Rows of box annotation data

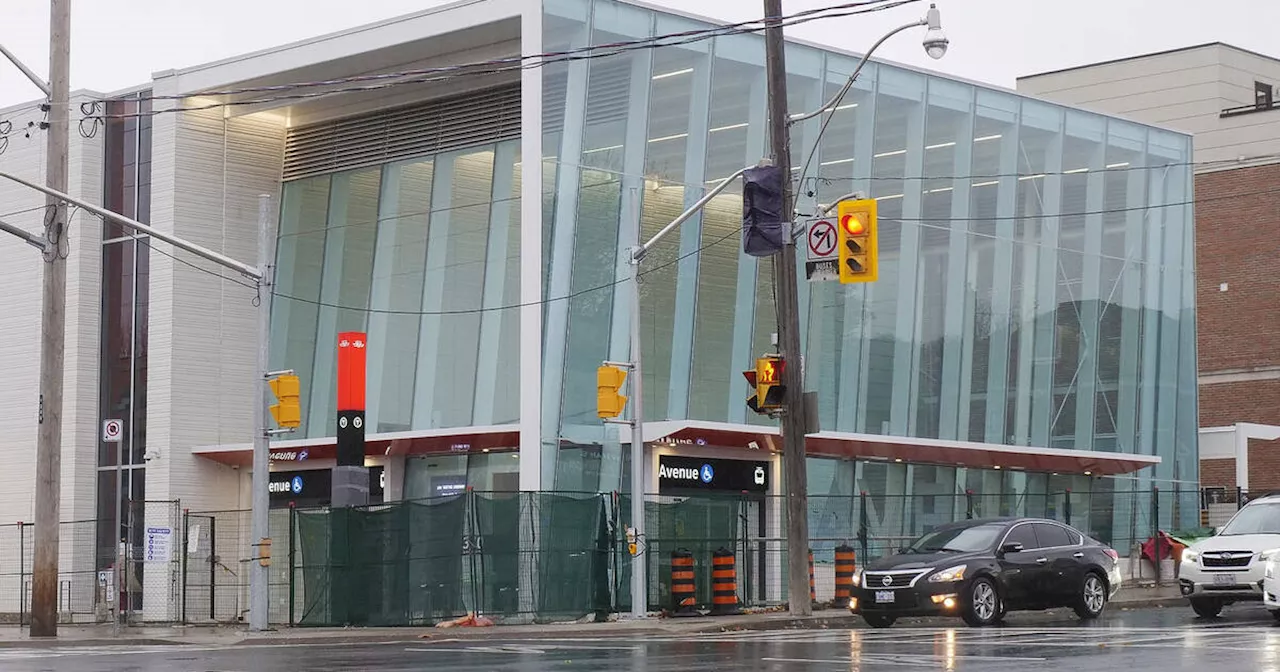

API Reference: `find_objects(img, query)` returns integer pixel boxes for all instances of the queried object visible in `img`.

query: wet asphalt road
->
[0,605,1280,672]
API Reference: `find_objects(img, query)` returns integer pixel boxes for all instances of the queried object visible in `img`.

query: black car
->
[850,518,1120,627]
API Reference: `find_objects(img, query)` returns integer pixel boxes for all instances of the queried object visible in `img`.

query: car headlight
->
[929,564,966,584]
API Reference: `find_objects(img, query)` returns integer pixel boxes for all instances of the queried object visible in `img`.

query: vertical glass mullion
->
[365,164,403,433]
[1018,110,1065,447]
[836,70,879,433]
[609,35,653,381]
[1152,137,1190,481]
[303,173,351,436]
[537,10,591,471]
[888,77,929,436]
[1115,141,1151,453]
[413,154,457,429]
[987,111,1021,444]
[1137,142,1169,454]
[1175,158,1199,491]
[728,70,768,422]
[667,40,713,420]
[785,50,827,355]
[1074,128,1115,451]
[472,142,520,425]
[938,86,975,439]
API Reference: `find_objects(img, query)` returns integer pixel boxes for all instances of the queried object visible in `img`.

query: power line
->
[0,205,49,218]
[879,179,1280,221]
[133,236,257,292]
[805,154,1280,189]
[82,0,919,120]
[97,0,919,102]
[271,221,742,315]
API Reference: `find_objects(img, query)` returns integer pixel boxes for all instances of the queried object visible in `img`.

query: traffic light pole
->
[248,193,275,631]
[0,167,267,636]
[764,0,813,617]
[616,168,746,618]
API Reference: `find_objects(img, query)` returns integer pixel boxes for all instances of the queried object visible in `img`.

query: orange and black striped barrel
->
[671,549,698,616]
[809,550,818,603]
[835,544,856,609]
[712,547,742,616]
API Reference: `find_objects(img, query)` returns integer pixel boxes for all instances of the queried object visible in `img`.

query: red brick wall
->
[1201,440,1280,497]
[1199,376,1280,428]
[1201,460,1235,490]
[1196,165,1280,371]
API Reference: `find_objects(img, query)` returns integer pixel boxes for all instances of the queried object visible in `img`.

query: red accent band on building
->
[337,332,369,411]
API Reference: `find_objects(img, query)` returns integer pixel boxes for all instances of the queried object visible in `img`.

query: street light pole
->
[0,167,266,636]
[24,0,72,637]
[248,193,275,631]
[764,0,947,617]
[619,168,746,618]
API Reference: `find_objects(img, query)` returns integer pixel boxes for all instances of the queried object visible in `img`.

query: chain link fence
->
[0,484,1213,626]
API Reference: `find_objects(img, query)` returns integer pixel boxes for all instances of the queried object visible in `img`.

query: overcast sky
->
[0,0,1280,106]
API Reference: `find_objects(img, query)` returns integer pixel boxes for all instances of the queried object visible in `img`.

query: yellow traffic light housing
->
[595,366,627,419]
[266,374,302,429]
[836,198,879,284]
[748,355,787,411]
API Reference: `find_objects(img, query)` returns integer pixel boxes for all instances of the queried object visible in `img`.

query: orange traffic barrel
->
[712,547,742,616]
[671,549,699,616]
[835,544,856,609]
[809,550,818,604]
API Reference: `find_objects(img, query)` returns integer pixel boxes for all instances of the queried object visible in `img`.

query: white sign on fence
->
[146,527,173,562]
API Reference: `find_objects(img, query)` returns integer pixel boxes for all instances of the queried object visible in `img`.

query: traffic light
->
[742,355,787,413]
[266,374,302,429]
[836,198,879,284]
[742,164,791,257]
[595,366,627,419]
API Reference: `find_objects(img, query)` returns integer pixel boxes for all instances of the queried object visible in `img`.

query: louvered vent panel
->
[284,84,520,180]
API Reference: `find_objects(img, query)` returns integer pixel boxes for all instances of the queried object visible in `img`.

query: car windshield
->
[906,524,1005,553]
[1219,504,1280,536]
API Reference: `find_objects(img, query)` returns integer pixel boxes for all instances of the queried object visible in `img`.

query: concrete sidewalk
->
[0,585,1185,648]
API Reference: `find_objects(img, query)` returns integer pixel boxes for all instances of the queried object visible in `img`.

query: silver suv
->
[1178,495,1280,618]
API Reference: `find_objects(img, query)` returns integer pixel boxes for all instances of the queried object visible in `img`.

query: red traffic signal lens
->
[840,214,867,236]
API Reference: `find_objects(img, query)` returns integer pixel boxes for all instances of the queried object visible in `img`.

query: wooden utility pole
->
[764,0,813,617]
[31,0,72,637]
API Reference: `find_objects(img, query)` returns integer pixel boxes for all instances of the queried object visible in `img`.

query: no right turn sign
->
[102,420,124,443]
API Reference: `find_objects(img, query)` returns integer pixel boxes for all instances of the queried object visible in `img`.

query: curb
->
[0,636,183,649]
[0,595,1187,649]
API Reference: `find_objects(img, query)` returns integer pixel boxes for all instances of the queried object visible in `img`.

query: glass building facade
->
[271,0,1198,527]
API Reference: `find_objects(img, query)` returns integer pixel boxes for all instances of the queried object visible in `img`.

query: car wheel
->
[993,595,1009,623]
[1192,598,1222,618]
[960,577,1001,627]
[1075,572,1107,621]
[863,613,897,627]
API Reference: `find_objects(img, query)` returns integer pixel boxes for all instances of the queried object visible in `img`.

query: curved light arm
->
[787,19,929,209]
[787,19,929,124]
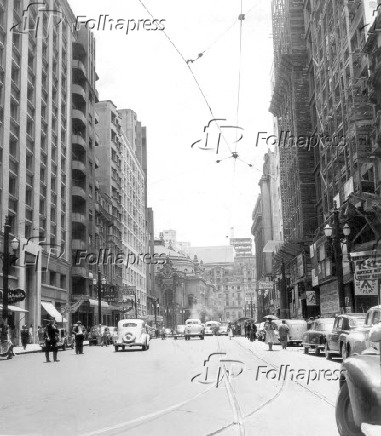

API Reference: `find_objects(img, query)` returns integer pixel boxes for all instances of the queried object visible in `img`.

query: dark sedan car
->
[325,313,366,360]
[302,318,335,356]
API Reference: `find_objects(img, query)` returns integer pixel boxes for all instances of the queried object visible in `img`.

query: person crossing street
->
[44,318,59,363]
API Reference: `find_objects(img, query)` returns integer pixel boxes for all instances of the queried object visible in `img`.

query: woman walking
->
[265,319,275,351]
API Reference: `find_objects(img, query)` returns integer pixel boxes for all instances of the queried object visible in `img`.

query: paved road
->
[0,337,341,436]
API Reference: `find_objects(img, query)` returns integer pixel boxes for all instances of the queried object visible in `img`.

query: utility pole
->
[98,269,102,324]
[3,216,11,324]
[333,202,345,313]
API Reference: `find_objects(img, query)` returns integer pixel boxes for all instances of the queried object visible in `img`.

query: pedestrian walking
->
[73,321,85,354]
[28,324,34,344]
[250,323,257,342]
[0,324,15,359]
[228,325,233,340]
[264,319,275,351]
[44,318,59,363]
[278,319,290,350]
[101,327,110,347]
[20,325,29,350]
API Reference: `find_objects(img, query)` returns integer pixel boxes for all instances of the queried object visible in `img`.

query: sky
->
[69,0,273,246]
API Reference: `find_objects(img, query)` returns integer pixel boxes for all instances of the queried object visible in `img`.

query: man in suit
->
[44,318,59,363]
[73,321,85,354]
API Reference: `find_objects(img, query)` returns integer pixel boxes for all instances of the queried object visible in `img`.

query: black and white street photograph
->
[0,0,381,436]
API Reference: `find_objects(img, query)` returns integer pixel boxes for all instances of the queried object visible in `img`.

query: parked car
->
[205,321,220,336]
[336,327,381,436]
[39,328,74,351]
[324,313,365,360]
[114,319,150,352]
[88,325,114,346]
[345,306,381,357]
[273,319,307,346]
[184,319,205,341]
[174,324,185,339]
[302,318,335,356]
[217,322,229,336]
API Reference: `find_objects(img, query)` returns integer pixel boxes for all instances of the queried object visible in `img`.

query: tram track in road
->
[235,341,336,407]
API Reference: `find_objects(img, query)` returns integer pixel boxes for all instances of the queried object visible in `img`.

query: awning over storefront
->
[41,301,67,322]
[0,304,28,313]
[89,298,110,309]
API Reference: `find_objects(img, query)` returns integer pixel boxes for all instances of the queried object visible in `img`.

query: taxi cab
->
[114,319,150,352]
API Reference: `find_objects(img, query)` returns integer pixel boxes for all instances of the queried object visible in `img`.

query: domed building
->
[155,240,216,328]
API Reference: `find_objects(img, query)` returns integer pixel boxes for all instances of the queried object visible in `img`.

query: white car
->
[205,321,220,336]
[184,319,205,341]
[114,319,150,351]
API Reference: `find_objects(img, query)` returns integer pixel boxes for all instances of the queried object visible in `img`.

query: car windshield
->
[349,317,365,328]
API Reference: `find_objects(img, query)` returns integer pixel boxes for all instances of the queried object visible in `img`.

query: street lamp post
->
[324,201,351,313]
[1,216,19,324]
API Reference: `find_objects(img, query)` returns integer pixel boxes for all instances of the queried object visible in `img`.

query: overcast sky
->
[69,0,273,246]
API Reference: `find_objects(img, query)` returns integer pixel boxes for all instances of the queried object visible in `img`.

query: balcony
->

● **GOAL OF THE EXERCISE**: Please pull out every line in the records above that contains the word "glass", matching case exactly.

● **SOLVED EXERCISE**:
query: vertical glass mullion
query: glass building facade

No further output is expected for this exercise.